Goal of the exercise >>
In full and without alteration, repeat the material.

--- Start of The records ---

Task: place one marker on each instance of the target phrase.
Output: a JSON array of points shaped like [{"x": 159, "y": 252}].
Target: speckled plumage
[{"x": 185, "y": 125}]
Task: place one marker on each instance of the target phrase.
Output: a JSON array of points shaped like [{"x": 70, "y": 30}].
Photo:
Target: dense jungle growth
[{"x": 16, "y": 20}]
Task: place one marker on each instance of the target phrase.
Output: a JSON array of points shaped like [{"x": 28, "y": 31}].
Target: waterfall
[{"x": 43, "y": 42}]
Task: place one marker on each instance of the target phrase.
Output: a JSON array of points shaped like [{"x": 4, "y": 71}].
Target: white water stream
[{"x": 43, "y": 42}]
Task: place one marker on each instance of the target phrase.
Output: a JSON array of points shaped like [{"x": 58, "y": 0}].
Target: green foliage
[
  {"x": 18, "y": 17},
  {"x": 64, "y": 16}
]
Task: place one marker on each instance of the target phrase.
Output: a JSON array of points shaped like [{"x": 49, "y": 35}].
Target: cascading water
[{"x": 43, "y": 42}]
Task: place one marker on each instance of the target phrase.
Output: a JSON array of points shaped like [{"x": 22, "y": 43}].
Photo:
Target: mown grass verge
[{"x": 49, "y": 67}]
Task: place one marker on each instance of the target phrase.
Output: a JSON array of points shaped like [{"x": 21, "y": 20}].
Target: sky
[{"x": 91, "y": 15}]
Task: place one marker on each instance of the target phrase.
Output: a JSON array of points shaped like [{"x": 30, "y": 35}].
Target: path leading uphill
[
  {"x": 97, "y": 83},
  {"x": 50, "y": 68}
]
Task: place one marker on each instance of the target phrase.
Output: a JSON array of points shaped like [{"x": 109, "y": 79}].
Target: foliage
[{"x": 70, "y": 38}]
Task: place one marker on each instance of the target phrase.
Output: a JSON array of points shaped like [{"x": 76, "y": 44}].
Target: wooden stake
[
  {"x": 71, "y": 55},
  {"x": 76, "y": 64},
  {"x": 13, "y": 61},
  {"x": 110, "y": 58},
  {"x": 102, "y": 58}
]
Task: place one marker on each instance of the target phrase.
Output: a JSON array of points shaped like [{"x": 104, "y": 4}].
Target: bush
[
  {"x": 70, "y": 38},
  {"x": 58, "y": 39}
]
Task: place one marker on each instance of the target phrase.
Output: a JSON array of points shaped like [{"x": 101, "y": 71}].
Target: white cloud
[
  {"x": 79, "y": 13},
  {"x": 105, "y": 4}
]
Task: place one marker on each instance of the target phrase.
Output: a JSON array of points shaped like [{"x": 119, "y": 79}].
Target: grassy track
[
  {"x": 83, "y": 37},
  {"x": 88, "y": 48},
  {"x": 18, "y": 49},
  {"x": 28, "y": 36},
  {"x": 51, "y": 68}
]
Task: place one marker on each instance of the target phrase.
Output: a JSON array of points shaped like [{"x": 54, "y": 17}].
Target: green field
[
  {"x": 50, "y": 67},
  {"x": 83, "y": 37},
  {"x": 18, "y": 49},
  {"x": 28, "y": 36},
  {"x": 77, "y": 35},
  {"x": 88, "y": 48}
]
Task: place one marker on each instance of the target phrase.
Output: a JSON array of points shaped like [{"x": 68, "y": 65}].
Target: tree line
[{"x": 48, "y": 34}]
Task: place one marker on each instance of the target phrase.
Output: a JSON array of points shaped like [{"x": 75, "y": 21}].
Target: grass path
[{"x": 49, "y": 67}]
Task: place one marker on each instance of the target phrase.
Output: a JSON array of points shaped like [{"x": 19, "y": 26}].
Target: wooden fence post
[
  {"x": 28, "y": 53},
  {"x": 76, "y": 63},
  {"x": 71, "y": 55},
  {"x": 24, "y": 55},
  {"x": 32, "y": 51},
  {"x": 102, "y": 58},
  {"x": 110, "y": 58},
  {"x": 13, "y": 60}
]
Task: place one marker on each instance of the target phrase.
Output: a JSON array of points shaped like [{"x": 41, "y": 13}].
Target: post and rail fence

--- End of The records ---

The output >>
Task: place one marker on each instance of the target phrase.
Output: a JSON array of points shaped like [{"x": 159, "y": 252}].
Target: speckled plumage
[{"x": 185, "y": 125}]
Task: place one marker on each instance of the target phrase.
Output: a JSON array of points shaped like [{"x": 70, "y": 30}].
Photo:
Target: dense jungle growth
[{"x": 16, "y": 20}]
Task: place one marker on each instance of the target phrase.
Output: a JSON array of points shaped like [{"x": 28, "y": 31}].
Target: waterfall
[{"x": 43, "y": 42}]
Task: place one marker on each instance of the target phrase.
Output: a JSON array of points shaped like [{"x": 4, "y": 71}].
Target: white water stream
[{"x": 43, "y": 42}]
Task: place one marker on each instance of the target phrase.
Output: a JSON array of points shaped like [{"x": 58, "y": 0}].
Target: green foliage
[
  {"x": 18, "y": 17},
  {"x": 64, "y": 16}
]
Task: place one marker on each instance of the target phrase.
Output: a JSON array of points shaped like [{"x": 49, "y": 35}].
Target: cascading water
[{"x": 43, "y": 42}]
Task: place one marker on each instance of the target phrase.
Output: a JSON array of points shaped like [{"x": 22, "y": 43}].
Photo:
Target: mown grass verge
[{"x": 49, "y": 67}]
Task: place one marker on each instance of the target phrase.
Output: a JSON array of points shaped like [{"x": 21, "y": 20}].
Target: sky
[{"x": 91, "y": 15}]
Task: place one marker on each instance of the target phrase.
Output: a JSON array of points shaped like [{"x": 30, "y": 35}].
Target: path leading uphill
[
  {"x": 97, "y": 83},
  {"x": 50, "y": 68}
]
Task: place one marker on each instance of the target phrase.
Output: a JSON array of points shaped like [{"x": 109, "y": 79}].
Target: foliage
[{"x": 70, "y": 38}]
Task: place one marker on each instance of the target phrase.
Output: a JSON array of points shaped like [{"x": 76, "y": 44}].
Target: wooden stake
[
  {"x": 71, "y": 55},
  {"x": 76, "y": 64},
  {"x": 13, "y": 61},
  {"x": 110, "y": 58},
  {"x": 102, "y": 58}
]
Task: place one marker on each instance of the target phrase.
Output: a JSON array of points shaped like [{"x": 104, "y": 4}].
Target: bush
[
  {"x": 70, "y": 38},
  {"x": 58, "y": 39}
]
Task: place one marker on each instance of the target phrase.
Output: a JSON array of points shaped like [{"x": 101, "y": 71}].
Target: white cloud
[
  {"x": 79, "y": 13},
  {"x": 105, "y": 4}
]
Task: place one marker on each instance of the target phrase.
Output: a JSON array of points shaped like [{"x": 119, "y": 79}].
Target: grassy track
[
  {"x": 83, "y": 37},
  {"x": 88, "y": 48},
  {"x": 18, "y": 49},
  {"x": 28, "y": 36},
  {"x": 51, "y": 68}
]
Task: place one marker on each instance of the target phrase.
Output: a JSON array of points shaped like [{"x": 54, "y": 17}].
Target: green field
[
  {"x": 50, "y": 67},
  {"x": 83, "y": 37},
  {"x": 18, "y": 49},
  {"x": 28, "y": 36},
  {"x": 77, "y": 35},
  {"x": 88, "y": 48}
]
Task: place one marker on each instance of the target phrase.
Output: a JSON array of points shaped like [{"x": 68, "y": 65}].
Target: tree line
[{"x": 48, "y": 34}]
Task: place one marker on each instance of the target phrase.
Output: a JSON array of points shaped like [{"x": 75, "y": 21}].
Target: grass path
[{"x": 49, "y": 67}]
Task: place one marker on each instance of the target phrase.
Output: a JSON array of points shaped like [{"x": 19, "y": 26}].
Target: wooden fence post
[
  {"x": 28, "y": 53},
  {"x": 76, "y": 63},
  {"x": 71, "y": 55},
  {"x": 24, "y": 55},
  {"x": 32, "y": 51},
  {"x": 102, "y": 58},
  {"x": 110, "y": 58},
  {"x": 13, "y": 60}
]
Task: place one marker on each instance of the target phrase.
Output: a JSON array of points shaped like [{"x": 41, "y": 13}].
Target: post and rail fence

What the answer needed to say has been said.